SÍNODO DA NOVA EVANGELIZAÇÃO
Notícias do Sínodo dos Bispos 11
- Pe. Lima
PRIMEIRO DEBATE NOS PEQUENOS
GRUPOS
O tempo aqui em Roma está mudando,
esfriando... inverno à vista! Mas a temperatura na Assembleia Sinodal está em
alta. O dia de hoje foi todo dedicado ao estudo e respostas às questões
levantadas pela Relação após as discussões apresentada ontem pelo Card. Ronald
William Wuerl, Relator Geral.
Numa entrevista ele afirmou que "o
ministério da Igreja se encontra hoje em uma fase de revisão de sua maneira de
levar a Palavra de Deus em um contexto novo, globalizado, cheio de desafios e
onde há uma grande ignorância da fé, especialmente nos países de antiga
tradição cristã".
Vou agora retornar ao dia de ontem, à
noitinha, quando terminei a crônica anterior. Terminada a Relação do Card.

◆ Trechos da listagem ◆

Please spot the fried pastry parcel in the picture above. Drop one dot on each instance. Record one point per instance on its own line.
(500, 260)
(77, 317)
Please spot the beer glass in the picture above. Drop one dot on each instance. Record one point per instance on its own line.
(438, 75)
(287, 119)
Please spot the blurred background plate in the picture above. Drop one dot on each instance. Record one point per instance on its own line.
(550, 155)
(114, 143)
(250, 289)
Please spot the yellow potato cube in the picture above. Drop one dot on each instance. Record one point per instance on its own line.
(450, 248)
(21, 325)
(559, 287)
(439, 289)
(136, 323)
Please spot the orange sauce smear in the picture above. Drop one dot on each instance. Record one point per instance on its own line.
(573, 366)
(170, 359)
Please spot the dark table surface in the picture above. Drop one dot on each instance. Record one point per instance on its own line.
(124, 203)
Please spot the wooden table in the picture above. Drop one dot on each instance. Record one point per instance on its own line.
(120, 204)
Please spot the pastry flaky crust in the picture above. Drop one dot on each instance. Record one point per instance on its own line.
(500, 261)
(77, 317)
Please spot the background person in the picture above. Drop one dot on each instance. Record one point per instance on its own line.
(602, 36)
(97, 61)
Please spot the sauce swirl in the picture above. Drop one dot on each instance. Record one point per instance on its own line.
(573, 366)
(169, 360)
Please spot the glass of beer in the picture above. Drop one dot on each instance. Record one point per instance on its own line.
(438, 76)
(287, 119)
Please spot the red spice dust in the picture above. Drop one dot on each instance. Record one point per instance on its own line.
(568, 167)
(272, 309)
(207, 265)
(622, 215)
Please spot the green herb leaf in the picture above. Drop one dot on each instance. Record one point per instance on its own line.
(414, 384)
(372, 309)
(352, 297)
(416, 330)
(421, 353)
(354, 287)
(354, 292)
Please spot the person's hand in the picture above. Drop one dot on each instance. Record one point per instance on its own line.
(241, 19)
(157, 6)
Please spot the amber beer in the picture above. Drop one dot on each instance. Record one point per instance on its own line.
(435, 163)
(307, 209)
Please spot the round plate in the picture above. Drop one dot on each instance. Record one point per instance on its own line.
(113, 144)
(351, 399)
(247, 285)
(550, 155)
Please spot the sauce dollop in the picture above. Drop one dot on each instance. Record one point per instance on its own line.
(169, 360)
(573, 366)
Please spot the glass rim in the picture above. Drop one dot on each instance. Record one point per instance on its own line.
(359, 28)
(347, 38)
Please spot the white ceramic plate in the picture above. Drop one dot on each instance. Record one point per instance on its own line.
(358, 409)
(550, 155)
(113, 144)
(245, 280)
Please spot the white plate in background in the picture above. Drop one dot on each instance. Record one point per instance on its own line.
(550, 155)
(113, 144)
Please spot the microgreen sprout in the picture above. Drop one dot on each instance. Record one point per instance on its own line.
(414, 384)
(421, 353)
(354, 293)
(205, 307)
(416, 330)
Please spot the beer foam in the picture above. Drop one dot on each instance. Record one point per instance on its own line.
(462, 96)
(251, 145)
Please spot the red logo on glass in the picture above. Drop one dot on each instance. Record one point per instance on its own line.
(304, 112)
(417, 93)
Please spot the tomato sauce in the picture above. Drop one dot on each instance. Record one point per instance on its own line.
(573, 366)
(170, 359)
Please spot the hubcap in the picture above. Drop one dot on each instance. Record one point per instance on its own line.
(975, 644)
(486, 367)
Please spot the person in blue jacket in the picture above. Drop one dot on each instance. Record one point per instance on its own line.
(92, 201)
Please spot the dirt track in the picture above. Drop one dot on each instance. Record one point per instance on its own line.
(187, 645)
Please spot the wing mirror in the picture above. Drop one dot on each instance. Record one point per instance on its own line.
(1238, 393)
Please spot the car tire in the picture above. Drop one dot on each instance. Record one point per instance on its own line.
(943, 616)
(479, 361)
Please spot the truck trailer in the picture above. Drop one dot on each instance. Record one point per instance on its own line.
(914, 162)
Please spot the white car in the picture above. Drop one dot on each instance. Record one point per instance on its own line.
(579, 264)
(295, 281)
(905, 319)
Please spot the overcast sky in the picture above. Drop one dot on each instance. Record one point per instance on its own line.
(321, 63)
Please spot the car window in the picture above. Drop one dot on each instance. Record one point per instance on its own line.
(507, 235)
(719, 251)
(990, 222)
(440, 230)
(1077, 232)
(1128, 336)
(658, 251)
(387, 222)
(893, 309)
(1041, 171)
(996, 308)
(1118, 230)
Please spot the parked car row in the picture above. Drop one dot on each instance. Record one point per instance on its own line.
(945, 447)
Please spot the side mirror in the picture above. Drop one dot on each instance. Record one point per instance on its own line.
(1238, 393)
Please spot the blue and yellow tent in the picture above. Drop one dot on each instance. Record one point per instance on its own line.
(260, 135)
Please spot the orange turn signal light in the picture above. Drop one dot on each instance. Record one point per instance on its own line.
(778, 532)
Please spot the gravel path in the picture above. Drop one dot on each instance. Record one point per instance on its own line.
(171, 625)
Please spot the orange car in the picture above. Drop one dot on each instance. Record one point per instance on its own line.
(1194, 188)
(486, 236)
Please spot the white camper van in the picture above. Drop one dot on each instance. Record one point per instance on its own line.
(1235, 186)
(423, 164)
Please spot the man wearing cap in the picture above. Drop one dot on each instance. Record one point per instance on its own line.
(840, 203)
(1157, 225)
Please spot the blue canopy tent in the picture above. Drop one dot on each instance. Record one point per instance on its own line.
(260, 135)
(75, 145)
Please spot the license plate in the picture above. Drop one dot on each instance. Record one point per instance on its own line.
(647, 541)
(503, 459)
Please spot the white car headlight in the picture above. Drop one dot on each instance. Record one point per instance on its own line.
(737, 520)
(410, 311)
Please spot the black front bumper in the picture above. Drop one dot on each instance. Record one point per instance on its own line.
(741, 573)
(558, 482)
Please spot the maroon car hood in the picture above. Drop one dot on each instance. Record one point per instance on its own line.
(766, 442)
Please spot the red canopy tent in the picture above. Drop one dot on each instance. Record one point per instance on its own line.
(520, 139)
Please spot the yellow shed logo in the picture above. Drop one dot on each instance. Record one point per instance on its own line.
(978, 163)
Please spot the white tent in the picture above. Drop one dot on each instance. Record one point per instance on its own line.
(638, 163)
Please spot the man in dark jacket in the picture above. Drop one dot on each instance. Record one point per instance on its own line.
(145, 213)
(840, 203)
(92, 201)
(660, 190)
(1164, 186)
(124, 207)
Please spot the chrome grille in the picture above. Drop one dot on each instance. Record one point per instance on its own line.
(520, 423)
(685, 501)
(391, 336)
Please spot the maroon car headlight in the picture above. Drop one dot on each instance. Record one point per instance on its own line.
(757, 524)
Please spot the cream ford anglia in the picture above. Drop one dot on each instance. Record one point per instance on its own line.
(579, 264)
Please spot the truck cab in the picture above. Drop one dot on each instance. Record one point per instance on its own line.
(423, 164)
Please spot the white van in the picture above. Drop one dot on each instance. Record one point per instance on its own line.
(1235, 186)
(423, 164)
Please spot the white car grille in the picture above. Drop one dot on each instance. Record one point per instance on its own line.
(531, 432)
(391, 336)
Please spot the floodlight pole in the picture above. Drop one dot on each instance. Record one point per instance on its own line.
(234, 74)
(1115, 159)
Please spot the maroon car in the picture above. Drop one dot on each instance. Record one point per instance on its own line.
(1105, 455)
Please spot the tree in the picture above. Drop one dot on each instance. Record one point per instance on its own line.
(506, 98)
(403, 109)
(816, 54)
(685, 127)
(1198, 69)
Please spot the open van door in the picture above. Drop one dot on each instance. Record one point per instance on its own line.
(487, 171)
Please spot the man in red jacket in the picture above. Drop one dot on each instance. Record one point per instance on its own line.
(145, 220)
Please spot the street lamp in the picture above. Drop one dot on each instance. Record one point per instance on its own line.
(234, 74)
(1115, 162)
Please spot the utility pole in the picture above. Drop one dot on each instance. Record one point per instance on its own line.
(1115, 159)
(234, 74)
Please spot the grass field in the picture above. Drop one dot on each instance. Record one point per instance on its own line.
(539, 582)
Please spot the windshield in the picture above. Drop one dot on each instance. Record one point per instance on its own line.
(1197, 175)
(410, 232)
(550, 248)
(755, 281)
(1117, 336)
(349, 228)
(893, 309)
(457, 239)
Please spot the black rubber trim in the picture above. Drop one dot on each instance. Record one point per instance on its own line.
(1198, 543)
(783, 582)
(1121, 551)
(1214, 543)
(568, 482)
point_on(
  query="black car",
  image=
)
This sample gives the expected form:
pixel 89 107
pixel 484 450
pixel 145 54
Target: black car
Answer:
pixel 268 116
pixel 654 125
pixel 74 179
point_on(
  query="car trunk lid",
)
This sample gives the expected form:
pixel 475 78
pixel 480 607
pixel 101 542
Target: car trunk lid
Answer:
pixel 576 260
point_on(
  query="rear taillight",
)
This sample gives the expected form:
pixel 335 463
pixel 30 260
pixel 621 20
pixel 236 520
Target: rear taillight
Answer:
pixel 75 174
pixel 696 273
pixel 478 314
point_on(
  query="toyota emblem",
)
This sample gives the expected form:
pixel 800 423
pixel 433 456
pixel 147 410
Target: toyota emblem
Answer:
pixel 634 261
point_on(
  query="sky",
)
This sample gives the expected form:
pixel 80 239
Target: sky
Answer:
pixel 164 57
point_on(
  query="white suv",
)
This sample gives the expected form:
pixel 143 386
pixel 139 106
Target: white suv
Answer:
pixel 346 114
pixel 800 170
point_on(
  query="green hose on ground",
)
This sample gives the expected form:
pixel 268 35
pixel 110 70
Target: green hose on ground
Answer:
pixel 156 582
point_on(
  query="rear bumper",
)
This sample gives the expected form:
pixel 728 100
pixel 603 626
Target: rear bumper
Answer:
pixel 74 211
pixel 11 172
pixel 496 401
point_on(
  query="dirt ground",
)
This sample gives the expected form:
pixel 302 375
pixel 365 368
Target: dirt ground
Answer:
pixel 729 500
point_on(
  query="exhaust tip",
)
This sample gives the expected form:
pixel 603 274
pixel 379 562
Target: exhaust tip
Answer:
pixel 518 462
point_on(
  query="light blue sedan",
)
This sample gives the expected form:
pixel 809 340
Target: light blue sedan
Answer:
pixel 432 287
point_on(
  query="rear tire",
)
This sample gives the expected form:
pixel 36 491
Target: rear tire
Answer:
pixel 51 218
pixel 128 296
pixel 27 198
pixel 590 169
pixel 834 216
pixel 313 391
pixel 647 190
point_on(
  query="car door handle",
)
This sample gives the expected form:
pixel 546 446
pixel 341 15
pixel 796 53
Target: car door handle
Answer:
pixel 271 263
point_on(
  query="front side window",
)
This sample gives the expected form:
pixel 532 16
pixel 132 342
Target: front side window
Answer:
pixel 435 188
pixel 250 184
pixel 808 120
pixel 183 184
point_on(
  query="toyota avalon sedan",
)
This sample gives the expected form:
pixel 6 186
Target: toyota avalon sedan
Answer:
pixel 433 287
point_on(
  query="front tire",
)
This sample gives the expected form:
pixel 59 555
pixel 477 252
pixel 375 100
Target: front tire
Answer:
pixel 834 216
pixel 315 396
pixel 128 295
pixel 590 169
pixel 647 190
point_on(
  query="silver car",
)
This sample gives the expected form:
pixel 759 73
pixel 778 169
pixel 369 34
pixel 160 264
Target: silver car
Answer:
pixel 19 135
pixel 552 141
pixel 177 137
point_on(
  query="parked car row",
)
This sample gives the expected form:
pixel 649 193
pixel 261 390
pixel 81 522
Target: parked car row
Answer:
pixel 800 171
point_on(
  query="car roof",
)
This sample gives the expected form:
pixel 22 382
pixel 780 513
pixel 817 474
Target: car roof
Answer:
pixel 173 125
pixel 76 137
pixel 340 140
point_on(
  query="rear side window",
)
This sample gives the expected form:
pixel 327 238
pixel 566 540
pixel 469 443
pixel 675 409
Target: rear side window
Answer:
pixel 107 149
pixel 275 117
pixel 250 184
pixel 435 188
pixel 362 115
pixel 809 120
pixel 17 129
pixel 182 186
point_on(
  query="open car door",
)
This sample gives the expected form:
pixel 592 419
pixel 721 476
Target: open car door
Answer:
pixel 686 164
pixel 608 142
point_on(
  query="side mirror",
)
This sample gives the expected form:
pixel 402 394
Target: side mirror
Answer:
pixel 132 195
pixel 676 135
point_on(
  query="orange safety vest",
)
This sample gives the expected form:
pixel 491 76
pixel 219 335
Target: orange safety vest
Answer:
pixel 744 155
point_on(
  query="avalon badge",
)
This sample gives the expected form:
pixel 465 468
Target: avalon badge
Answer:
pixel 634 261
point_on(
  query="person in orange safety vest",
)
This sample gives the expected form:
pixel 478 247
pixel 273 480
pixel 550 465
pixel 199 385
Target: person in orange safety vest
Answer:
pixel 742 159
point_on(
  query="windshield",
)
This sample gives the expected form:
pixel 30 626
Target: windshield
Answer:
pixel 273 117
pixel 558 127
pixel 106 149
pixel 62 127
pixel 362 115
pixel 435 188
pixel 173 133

◆ Instrução 1 ◆
Segundo a crônica do Sínodo, quem é o Relator Geral da Assembleia?
◆ Instrução 2 ◆
Prossiga a crônica do Sínodo a partir do ponto em que o texto para.

◆ Resposta 1 ◆
O Card. Ronald William Wuerl.

◆ Resposta 2 ◆
Wuerl, houve um debate livre, de uma hora e 15 minutos, como primeira reação da
Assembleia diante da grande síntese feita por ele. Inscreveram-se 15 oradores.
Todos foram concordes em elogiar o trabalho bem feito: conseguiu recolher os
temas principais debatidos até agora, dentro naturalmente dos limites desse
tipo de apresentação. Foi relevada também a boa participação dos peritos ou
assessores, que permitiu chegar a essas conclusões; foi realmente um trabalho
hercúleo, insano. Elogiou-se a fidelidade àquilo que foi discutido e falou-se
do latim do texto, por demais clássico. Alguns comentários feitos:
1) Não se pode restringir a Nova
Evangelização (NE) só como uma ação juntos aos afastados da Igreja. Ela é muito
mais ampla e deve responder às novas questões dos cristãos hoje e da
humanidade, na sua amplitude.
2) Faltou maior análise da Vida
Religiosa em geral, e da vida contemplativa em particular (essa última nem é
nomeada no Instrumento de Trabalho).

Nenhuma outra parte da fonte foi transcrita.